- [Problem statement]:
Retype the listing that follows, word for word.

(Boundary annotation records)
#####
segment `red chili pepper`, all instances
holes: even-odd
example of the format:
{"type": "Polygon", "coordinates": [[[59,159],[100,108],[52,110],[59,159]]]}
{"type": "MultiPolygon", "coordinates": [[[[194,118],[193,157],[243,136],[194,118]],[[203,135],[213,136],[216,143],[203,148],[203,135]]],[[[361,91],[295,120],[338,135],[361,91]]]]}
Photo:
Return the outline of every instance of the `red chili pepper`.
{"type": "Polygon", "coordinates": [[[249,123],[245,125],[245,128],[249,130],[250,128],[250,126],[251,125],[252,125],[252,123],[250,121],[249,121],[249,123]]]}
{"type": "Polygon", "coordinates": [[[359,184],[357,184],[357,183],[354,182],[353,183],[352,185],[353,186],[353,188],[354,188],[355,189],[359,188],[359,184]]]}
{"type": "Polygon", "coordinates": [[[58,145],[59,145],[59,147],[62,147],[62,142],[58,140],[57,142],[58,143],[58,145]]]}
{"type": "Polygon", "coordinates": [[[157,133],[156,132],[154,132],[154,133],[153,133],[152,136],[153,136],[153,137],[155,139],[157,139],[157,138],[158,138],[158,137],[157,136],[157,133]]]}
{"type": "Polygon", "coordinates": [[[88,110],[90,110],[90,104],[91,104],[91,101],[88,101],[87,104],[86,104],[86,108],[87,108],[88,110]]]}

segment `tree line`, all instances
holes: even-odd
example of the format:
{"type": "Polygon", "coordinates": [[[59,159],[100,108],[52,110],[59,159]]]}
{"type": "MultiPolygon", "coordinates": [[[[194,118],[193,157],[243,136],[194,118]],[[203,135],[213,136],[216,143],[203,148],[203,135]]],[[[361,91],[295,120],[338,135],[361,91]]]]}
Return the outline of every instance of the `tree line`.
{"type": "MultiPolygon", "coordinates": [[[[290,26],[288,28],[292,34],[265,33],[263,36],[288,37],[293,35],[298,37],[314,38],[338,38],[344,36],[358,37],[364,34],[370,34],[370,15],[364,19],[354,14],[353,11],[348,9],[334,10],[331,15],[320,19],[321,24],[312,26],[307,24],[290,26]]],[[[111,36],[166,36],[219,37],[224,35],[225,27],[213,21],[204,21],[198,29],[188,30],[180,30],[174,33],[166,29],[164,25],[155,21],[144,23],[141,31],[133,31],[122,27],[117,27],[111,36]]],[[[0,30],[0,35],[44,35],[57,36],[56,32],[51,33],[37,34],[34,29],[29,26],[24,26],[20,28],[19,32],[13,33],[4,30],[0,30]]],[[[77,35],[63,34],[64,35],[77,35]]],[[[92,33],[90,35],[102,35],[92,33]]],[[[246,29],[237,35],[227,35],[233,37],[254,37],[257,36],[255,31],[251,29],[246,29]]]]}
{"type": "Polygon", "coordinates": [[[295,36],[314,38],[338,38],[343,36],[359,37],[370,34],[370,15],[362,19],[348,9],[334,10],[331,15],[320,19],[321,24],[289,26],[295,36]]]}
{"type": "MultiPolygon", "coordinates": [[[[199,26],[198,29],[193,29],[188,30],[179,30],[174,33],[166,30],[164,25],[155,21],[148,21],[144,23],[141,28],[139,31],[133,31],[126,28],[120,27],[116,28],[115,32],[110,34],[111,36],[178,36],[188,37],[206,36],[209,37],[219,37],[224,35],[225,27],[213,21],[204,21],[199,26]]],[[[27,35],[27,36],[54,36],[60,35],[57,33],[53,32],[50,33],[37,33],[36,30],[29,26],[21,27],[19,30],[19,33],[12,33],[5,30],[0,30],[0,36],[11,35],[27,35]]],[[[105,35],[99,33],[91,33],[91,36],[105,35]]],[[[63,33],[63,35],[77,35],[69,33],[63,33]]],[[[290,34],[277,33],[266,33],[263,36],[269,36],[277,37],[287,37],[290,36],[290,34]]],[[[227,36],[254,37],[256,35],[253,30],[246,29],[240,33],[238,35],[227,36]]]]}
#####
- [Answer below]:
segment `red chili pepper`, all instances
holes: even-odd
example of the format:
{"type": "Polygon", "coordinates": [[[59,159],[100,108],[52,110],[59,159]]]}
{"type": "MultiPolygon", "coordinates": [[[[194,118],[193,157],[243,136],[194,118]],[[203,135],[213,136],[216,143],[203,148],[203,135]]],[[[361,91],[295,120],[338,135],[361,91]]]]}
Photo:
Return the outline of every instance of the `red chili pepper`.
{"type": "Polygon", "coordinates": [[[249,123],[245,125],[245,128],[249,130],[250,128],[250,126],[251,125],[252,125],[252,123],[250,121],[249,121],[249,123]]]}
{"type": "Polygon", "coordinates": [[[359,184],[357,184],[357,183],[354,182],[353,183],[352,185],[353,186],[353,188],[354,188],[355,189],[359,188],[359,184]]]}
{"type": "Polygon", "coordinates": [[[58,145],[59,145],[59,147],[62,147],[62,142],[58,140],[57,142],[58,143],[58,145]]]}
{"type": "Polygon", "coordinates": [[[157,133],[156,132],[154,132],[154,133],[153,133],[152,136],[153,136],[153,137],[155,139],[157,139],[157,138],[158,138],[158,137],[157,136],[157,133]]]}
{"type": "Polygon", "coordinates": [[[88,110],[90,110],[90,104],[91,104],[91,101],[88,101],[87,104],[86,104],[86,108],[87,108],[88,110]]]}

segment `tree line`, all instances
holes: even-odd
example of the format:
{"type": "Polygon", "coordinates": [[[59,159],[100,108],[52,110],[59,159]]]}
{"type": "MultiPolygon", "coordinates": [[[[194,118],[193,157],[243,136],[194,118]],[[203,135],[213,136],[216,143],[203,148],[203,135]]],[[[361,91],[295,120],[338,135],[361,91]]]]}
Return the outline of every instance of the `tree line`.
{"type": "MultiPolygon", "coordinates": [[[[290,26],[288,28],[292,34],[265,33],[263,36],[288,37],[293,35],[298,37],[314,38],[338,38],[344,36],[358,37],[364,34],[370,34],[370,15],[364,19],[354,14],[353,11],[348,9],[334,10],[331,15],[320,19],[321,24],[312,26],[307,24],[290,26]]],[[[111,36],[166,36],[219,37],[224,35],[225,27],[213,21],[204,21],[198,29],[188,30],[180,30],[174,33],[166,29],[164,25],[155,21],[144,23],[141,31],[133,31],[122,27],[117,27],[111,36]]],[[[0,30],[0,35],[44,35],[57,36],[56,32],[51,33],[37,34],[34,29],[29,26],[24,26],[20,28],[19,32],[13,33],[4,30],[0,30]]],[[[77,35],[63,34],[64,35],[77,35]]],[[[92,33],[90,35],[102,35],[92,33]]],[[[246,29],[237,35],[227,35],[233,37],[254,37],[257,36],[255,31],[251,29],[246,29]]]]}
{"type": "Polygon", "coordinates": [[[295,36],[314,38],[338,38],[343,36],[359,37],[370,34],[370,15],[362,19],[348,9],[334,10],[331,15],[320,19],[321,24],[289,26],[295,36]]]}
{"type": "MultiPolygon", "coordinates": [[[[199,26],[198,29],[193,29],[188,30],[179,30],[174,33],[166,30],[164,25],[155,21],[148,21],[144,23],[141,28],[139,31],[133,31],[126,28],[120,27],[116,28],[115,32],[110,34],[111,36],[178,36],[188,37],[206,36],[209,37],[219,37],[224,35],[225,27],[213,21],[204,21],[199,26]]],[[[27,35],[27,36],[54,36],[60,35],[57,33],[53,32],[50,33],[37,33],[36,30],[29,26],[21,27],[19,30],[19,33],[12,33],[5,30],[0,30],[0,36],[11,35],[27,35]]],[[[105,35],[99,33],[91,33],[91,36],[105,35]]],[[[63,33],[63,35],[77,35],[69,33],[63,33]]],[[[290,34],[277,33],[266,33],[263,36],[269,36],[277,37],[287,37],[290,36],[290,34]]],[[[227,36],[254,37],[256,35],[253,30],[246,29],[240,33],[238,35],[227,36]]]]}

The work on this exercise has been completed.